(Picture annotation entries)

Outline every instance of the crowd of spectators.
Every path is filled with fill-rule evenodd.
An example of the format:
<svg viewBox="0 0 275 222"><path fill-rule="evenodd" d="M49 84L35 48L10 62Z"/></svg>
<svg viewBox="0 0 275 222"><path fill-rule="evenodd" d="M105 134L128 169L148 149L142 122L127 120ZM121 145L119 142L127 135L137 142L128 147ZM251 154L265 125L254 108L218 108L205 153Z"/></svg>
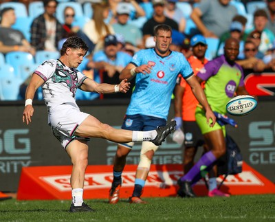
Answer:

Short exercise: Retype the text of every item above word for word, leaving out the pictures.

Solved problem:
Outline every instance of the crowd of spectators.
Every path is filled with fill-rule evenodd.
An example of the format:
<svg viewBox="0 0 275 222"><path fill-rule="evenodd" d="M49 84L35 48L10 62Z"/></svg>
<svg viewBox="0 0 275 222"><path fill-rule="evenodd" d="M105 134L128 169L148 149L142 122L127 120ZM121 145L119 142L127 135L137 142L128 147ZM251 154L265 125L254 108L218 108L205 153Z"/></svg>
Answer:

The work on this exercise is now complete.